# What the task requires
Print every one of the lines below without changing a word, and leave the pictures out.

# Exercise input

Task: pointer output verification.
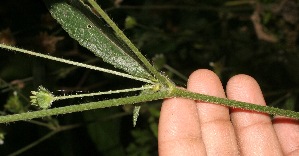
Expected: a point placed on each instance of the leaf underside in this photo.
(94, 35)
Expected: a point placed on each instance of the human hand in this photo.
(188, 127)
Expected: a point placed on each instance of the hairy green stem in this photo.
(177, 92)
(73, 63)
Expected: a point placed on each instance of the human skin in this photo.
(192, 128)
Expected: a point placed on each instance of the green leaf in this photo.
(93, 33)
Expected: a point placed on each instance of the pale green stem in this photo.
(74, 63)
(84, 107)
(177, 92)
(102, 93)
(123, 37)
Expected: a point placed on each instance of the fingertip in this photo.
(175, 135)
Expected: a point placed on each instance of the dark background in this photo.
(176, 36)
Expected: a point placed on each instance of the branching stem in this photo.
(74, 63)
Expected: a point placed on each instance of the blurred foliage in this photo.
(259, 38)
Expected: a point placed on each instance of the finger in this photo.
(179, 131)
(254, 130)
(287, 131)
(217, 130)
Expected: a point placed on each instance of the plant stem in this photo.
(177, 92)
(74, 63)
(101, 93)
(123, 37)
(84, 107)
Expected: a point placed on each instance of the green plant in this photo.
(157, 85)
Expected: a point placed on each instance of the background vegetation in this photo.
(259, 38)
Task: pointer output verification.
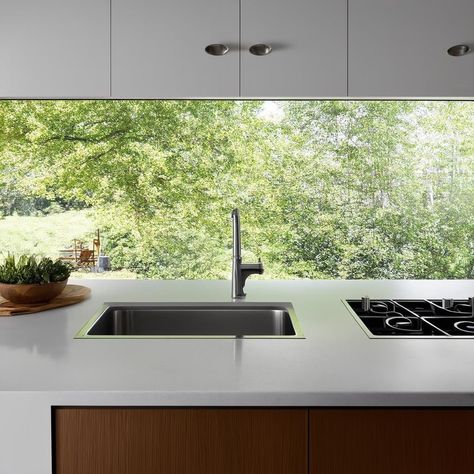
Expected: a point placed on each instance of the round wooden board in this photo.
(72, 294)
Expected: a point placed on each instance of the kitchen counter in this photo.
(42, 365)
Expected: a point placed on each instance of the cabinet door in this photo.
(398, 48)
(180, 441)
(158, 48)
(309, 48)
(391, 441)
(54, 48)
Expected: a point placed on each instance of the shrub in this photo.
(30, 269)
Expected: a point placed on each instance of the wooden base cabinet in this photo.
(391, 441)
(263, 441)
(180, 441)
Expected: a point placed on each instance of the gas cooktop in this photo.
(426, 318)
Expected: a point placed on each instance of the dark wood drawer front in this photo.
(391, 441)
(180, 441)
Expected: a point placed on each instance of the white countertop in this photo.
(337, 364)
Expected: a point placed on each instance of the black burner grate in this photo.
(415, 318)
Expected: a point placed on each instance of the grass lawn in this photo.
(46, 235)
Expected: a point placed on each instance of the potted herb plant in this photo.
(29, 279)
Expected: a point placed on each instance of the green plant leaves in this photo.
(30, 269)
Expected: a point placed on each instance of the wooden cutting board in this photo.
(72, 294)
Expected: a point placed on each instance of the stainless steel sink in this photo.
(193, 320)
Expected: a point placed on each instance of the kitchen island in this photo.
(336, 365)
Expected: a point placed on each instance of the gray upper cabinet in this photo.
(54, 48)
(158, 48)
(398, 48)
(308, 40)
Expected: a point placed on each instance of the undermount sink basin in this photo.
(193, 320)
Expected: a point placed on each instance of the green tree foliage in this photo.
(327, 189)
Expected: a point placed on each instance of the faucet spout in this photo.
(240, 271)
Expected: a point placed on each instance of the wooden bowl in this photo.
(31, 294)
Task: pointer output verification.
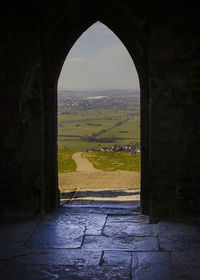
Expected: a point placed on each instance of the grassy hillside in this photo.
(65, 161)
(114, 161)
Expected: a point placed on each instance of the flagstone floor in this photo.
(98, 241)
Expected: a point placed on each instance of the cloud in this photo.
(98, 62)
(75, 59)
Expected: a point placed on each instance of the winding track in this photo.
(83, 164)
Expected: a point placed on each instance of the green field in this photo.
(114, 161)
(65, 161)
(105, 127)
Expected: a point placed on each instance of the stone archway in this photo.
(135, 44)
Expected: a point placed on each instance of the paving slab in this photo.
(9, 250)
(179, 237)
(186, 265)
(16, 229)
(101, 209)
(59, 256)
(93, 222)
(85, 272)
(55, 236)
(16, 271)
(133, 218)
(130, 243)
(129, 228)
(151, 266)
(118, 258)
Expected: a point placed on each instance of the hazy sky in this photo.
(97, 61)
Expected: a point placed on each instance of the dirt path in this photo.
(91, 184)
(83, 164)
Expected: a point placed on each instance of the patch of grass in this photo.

# Task response
Task: pointer output verification.
Expected: a point placed on each instance of the leaf underside in this photo.
(94, 35)
Expected: a point placed on each instance of the human hand in this photo.
(188, 127)
Expected: a point placed on each instance of the hairy green stem in this photo.
(177, 92)
(73, 63)
Expected: a point placed on each instance of the human skin in this photo.
(192, 128)
Expected: a point placed on each instance of the green leaf in this photo.
(93, 33)
Expected: a point placed on each instance of the pale green stem in this photo.
(74, 63)
(84, 107)
(177, 92)
(102, 93)
(123, 37)
Expected: a point placed on each instance of the fingertip in this photo.
(175, 135)
Expected: a point placed on each instance of the dark background in this photo.
(176, 36)
Expected: a point placed on each instance of the branching stem in this photo.
(74, 63)
Expected: a point placed on each instance of the blurred foliage in this photo.
(259, 38)
Expected: a point placed on each instance of the finger in this photo.
(179, 131)
(254, 130)
(287, 131)
(217, 130)
Expected: a point placed on each instance of the plant stem in this photo.
(177, 92)
(74, 63)
(101, 93)
(123, 37)
(84, 107)
Expected: a point placed on each instance of the green plant in this photo.
(157, 85)
Expected: a point placed on each instance of the background vegetation in this photo.
(259, 38)
Task: pointer output verification.
Expected: a point placed on each instance of the round wooden board in this photo.
(72, 294)
Expected: a point placed on each instance of the kitchen counter in this photo.
(42, 365)
Expected: a point placed on each instance of the cabinet door in this photo.
(398, 48)
(180, 441)
(158, 48)
(309, 48)
(391, 441)
(54, 48)
Expected: a point placed on each instance of the shrub in this photo.
(30, 269)
Expected: a point placed on each instance of the wooden base cabinet in this photo.
(391, 441)
(263, 441)
(180, 441)
Expected: a point placed on each instance of the gas cooktop in this photo.
(426, 318)
Expected: a point placed on each instance of the dark wood drawer front in this photo.
(391, 441)
(180, 441)
Expected: a point placed on each instance of the white countertop in this photo.
(337, 364)
Expected: a point placed on each instance of the black burner grate in this photo.
(415, 318)
Expected: a point placed on each instance of the grass lawn in this photo.
(46, 235)
Expected: a point placed on each instance of the potted herb plant in this photo.
(29, 279)
Expected: a point placed on each instance of the green plant leaves in this photo.
(30, 269)
Expected: a point placed on each instance of the wooden cutting board in this photo.
(72, 294)
Expected: a point placed on each instance of the stainless steel sink in this photo.
(193, 320)
Expected: a point placed on each instance of the kitchen island in this photo.
(336, 365)
Expected: a point placed on each instance of the gray upper cabinet in this photo.
(54, 48)
(158, 48)
(398, 48)
(308, 40)
Expected: a point placed on each instance of the undermount sink basin in this photo.
(193, 320)
Expected: a point placed on each instance of the green tree foliage in this photo.
(327, 189)
Expected: a point placed on each instance of the faucet spout in this photo.
(240, 271)
Expected: a point placed on each instance of the wooden bowl in this photo.
(31, 294)
Task: pointer output verification.
Expected: a point placed on each instance of the grassy hillside in this photo.
(65, 161)
(114, 161)
Expected: a point placed on each instance of the flagstone floor in this photo.
(98, 241)
Expected: a point placed on each instance of the cloud in this photo.
(98, 62)
(75, 59)
Expected: a point placed on each instance of the winding track in this photo.
(83, 164)
Expected: a point placed on each instance of the green field in this photo.
(114, 161)
(65, 161)
(105, 127)
Expected: a point placed on each instance of the stone archway in this photo.
(135, 44)
Expected: a point placed on each instance of the paving slab in this photo.
(9, 250)
(179, 237)
(186, 265)
(16, 229)
(101, 209)
(59, 256)
(93, 222)
(85, 272)
(55, 236)
(16, 271)
(133, 218)
(130, 243)
(129, 228)
(151, 266)
(118, 258)
Expected: a point placed on each instance of the hazy sky in this photo.
(97, 61)
Expected: a point placed on each instance of the dirt path in this photo.
(91, 184)
(83, 164)
Expected: a point placed on each instance of the patch of grass in this photo.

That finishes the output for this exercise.